Dataset records:
==========

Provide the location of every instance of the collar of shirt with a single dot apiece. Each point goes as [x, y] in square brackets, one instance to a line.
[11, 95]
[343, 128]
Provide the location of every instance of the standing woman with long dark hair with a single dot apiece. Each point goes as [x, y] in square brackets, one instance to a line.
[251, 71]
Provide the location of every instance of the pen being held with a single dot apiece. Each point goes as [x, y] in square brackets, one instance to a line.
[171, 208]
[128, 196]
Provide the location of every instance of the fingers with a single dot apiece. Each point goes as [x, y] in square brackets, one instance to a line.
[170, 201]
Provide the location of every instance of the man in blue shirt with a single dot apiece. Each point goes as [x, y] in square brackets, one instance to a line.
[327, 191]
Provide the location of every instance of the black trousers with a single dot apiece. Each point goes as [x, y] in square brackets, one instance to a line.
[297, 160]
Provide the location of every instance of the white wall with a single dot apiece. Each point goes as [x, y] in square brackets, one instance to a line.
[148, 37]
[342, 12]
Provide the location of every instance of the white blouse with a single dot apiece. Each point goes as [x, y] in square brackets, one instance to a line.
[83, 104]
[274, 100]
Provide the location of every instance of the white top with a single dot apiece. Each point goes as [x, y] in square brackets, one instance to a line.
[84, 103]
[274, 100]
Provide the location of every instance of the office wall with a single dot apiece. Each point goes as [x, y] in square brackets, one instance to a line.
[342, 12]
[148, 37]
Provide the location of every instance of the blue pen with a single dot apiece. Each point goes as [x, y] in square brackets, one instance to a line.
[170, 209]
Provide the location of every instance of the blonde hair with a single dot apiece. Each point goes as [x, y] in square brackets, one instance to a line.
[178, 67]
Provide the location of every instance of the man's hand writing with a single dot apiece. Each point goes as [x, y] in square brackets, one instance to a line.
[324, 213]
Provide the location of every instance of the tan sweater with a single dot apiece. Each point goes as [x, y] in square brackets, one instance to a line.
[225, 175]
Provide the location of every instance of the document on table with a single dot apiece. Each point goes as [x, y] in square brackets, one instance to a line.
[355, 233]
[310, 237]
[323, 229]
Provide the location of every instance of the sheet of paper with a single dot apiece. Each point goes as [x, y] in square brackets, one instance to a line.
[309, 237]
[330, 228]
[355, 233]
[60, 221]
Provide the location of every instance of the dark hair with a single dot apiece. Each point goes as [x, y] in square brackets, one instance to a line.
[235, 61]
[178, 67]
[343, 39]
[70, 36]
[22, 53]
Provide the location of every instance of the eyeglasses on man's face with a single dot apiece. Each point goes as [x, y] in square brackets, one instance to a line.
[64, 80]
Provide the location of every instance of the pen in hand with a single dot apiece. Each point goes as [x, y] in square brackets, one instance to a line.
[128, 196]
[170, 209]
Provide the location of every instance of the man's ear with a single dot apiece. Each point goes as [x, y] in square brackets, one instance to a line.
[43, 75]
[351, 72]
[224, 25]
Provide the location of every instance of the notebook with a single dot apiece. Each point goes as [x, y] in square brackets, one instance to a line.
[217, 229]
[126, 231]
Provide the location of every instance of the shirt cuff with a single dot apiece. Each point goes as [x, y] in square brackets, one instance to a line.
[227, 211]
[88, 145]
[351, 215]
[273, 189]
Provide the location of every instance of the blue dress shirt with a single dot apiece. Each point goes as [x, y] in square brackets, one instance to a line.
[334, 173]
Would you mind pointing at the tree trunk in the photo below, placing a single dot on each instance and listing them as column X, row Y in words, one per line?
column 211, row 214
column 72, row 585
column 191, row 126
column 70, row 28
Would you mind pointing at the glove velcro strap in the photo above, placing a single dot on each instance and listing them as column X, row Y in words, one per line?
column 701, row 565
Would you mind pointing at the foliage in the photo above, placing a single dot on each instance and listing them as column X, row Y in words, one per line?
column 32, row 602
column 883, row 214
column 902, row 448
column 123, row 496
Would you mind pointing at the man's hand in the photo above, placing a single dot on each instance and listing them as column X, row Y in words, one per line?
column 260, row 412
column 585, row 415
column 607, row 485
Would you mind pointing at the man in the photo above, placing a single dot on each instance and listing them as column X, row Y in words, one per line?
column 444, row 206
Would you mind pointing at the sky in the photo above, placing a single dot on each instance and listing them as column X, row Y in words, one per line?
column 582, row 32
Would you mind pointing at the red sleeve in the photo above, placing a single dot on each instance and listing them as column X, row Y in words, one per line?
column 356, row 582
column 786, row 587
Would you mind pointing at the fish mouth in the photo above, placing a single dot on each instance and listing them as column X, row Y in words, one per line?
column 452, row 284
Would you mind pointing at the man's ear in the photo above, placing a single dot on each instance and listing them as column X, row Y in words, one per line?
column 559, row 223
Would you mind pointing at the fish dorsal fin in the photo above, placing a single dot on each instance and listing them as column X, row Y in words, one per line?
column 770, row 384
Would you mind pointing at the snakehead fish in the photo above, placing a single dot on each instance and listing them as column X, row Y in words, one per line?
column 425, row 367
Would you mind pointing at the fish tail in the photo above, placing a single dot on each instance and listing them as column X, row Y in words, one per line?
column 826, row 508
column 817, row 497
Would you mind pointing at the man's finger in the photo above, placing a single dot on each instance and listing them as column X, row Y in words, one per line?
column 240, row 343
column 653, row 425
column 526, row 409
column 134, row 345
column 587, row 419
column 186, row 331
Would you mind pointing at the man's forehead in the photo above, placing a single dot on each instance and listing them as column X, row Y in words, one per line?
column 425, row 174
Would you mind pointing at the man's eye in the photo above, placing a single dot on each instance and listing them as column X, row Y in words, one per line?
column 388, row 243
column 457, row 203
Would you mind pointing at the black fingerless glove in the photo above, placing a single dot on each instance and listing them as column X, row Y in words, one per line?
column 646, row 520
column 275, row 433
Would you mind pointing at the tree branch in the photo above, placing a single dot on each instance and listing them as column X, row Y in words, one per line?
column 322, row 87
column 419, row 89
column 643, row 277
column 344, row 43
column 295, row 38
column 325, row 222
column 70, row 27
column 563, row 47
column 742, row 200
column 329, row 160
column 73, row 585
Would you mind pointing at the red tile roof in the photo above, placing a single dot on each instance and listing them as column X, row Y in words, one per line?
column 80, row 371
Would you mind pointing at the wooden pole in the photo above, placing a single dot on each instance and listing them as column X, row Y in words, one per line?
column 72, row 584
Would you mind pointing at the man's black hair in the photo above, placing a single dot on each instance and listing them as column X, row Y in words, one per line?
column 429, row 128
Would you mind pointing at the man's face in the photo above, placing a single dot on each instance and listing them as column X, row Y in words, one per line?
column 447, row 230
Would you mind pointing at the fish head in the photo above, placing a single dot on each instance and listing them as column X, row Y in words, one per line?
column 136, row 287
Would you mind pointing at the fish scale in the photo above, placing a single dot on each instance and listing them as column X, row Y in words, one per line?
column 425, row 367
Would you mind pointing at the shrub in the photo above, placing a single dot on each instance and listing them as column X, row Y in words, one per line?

==========

**Aim of the task**.
All records should be returned verbatim, none left out.

**Written answer**.
Provide the location of every instance of the collar of shirt with a single dot apiece. Each point goes as [x, y] in square brackets, one instance to a line.
[11, 95]
[343, 128]
Provide the location of every instance of the standing woman with long dark hair with a single dot apiece. Each point goes as [x, y] in square brackets, one instance to a line.
[251, 71]
Provide the location of every instance of the pen being held with a single dot apiece. Each point goes as [x, y] in square brackets, one instance to a line.
[171, 208]
[128, 196]
Provide the location of every instance of the fingers with a single dot apiece. Each point goes as [x, y] in square brackets, one instance to a line.
[170, 201]
Provide the location of every instance of the man in blue shirt with a single dot apiece. Each point goes as [x, y] in square brackets, one instance to a line.
[327, 191]
Provide the location of every instance of the black trousers with a single dot apiece. Each point goes as [x, y] in square brackets, one instance to a line.
[297, 160]
Provide the location of every instance of the white wall with a single dot apiece. Each point goes as [x, y] in square brackets, one instance to a line.
[148, 37]
[342, 12]
Provide the location of every instance of the white blouse with a single dot apiece. Each point goes as [x, y] in square brackets, one instance to a line.
[83, 104]
[274, 100]
Provide the location of every instance of the white top with a single dot apiece. Each point goes as [x, y] in square brackets, one instance to a line.
[84, 103]
[274, 100]
Provide the location of every instance of the office wall with a single dot apiece. Each point goes as [x, y] in square brackets, one instance to a line.
[342, 12]
[148, 37]
Provide the location of every instance of the blue pen with a single dot apiece. Each point goes as [x, y] in square brackets, one instance to a line.
[170, 209]
Provide the location of every instance of the blonde hair with a single dot apiece. Each point goes as [x, y] in square brackets, one instance to a line.
[178, 67]
Provide the location of every instance of the man's hand writing with a single dot apiece. Each point goes as [x, y] in square brackets, one instance to a line.
[324, 213]
Provide the location of every instance of the tan sweater with a single dot apiece. Each point goes as [x, y] in square brackets, one instance to a line.
[225, 175]
Provide the location of every instance of the document on table with a single dot apiece. Each point goes as [x, y] in square brackets, one instance to a line.
[355, 233]
[310, 237]
[323, 229]
Provide the location of every instance of the sheet of paper with a single dot apiece. Each point goes as [x, y] in square brackets, one instance to a line.
[309, 237]
[330, 228]
[355, 233]
[60, 221]
Provide the location of every instance of the dark hair with a single dot apiece. Each point goes as [x, y] in square brackets, one instance to a line.
[235, 61]
[178, 67]
[343, 39]
[70, 36]
[22, 53]
Provide the location of every instance of the eyeglasses on man's face with a single dot apiece. Each point goes as [x, y] in square brackets, one instance to a line.
[64, 80]
Provide the location of every instance of the pen in hand with a single dot apiece. Each point goes as [x, y] in square brackets, one instance to a line.
[128, 196]
[170, 209]
Provide the location of every instance of the man's ear with a single dot apiece. Each point goes as [x, y] in square brackets, one instance to a line.
[43, 75]
[351, 72]
[224, 25]
Provide the location of every instance of the notebook with a single dot apiece. Each point goes as [x, y] in square brackets, one instance to a line.
[217, 229]
[126, 231]
Provide the location of every instance of the shirt cuff with a single dot apiece. Each point goes as [x, y] in square brackets, one instance to a line.
[227, 211]
[88, 145]
[351, 215]
[273, 189]
Provide the location of every instance of the blue dress shirt with a single dot apiece. Each point goes as [x, y] in square brackets, one instance to a line.
[334, 173]
Would you mind pointing at the tree trunk in the photo below, placing a single dot on each instance and listing them as column X, row Y in words, one per line?
column 211, row 214
column 72, row 585
column 191, row 126
column 70, row 28
Would you mind pointing at the glove velcro strap in the photo above, placing a single dot on each instance and listing them as column X, row Y in words, one per line?
column 701, row 565
Would you mind pointing at the foliage in the photo above, placing a single dot on each instance and listing them as column X, row Y in words, one per line?
column 32, row 602
column 883, row 214
column 902, row 448
column 123, row 496
Would you mind pointing at the man's hand in the photo above, placing a single dot on each instance and listing them as column X, row Y in words, one per line?
column 260, row 412
column 585, row 415
column 607, row 485
Would you mind pointing at the man in the photo above, placing a single dot on each instance and listing them as column X, row Y in words, one per line?
column 444, row 206
Would you mind pointing at the sky in the photo above, placing a single dot on each instance and listing them as column X, row Y in words, one per line?
column 582, row 32
Would you mind pointing at the red sleeve in the photo above, placing a single dot on each instance and listing them as column X, row Y in words, one per line?
column 356, row 582
column 786, row 587
Would you mind pointing at the fish mouth in the photo above, placing a single dot on each instance and listing them as column X, row Y in words, one per line?
column 452, row 284
Would you mind pointing at the man's ear in the photo above, placing a single dot on each instance and listing them as column X, row Y in words, one per line?
column 559, row 223
Would you mind pointing at the fish dorsal fin in the photo above, placing a single dot on each instance and listing them as column X, row Y in words, one per line?
column 770, row 384
Would you mind pointing at the snakehead fish in the photo above, placing a single dot on each instance and listing them as column X, row Y in words, one per line?
column 425, row 367
Would you mind pointing at the fish tail in the photo above, placing a single dot on each instance and listing them as column X, row Y in words, one per line?
column 826, row 508
column 817, row 497
Would you mind pointing at the man's finger in the photo above, placing a single dot on each instance and listing them as column X, row Y in words, one per line?
column 240, row 343
column 653, row 425
column 526, row 409
column 134, row 345
column 587, row 419
column 186, row 331
Would you mind pointing at the man's forehead in the photo above, placing a single dot on each instance and listing them as column X, row Y in words, one per line?
column 425, row 174
Would you mind pointing at the man's eye in the photo above, placing a single dot on each instance and listing them as column X, row Y in words, one per line?
column 388, row 243
column 457, row 203
Would you mind pointing at the black fingerless glove in the photo above, placing a single dot on each instance and listing them as column X, row Y in words, one per line?
column 646, row 520
column 275, row 433
Would you mind pointing at the tree branch in the photo above, placing a single dot on each instance and listing them as column X, row Y in words, one per line?
column 322, row 87
column 419, row 89
column 643, row 277
column 344, row 43
column 295, row 38
column 325, row 222
column 70, row 27
column 563, row 47
column 742, row 200
column 329, row 160
column 73, row 585
Would you mind pointing at the red tile roof in the photo above, placing a single dot on each instance and listing them as column X, row Y in words, one per line?
column 80, row 371
Would you mind pointing at the wooden pole in the photo above, placing a single dot on each instance and listing them as column X, row Y in words, one per line?
column 72, row 584
Would you mind pointing at the man's black hair in the photo above, placing a single dot on each instance and listing them as column X, row Y in words, one per line?
column 429, row 128
Would you mind pointing at the man's face in the photo above, placing a single dot on each instance and listing them as column X, row Y in words, one per line?
column 447, row 230
Would you mind pointing at the fish head in the photo above, placing a single dot on each instance and listing them as column X, row Y in words, one per line?
column 136, row 287
Would you mind pointing at the fish scale in the photo above, placing a single dot on each instance and listing them as column X, row Y in words, one per line?
column 425, row 367
Would you mind pointing at the shrub in the photo above, placing a single dot on each instance and listing them as column X, row Y in words, one per line?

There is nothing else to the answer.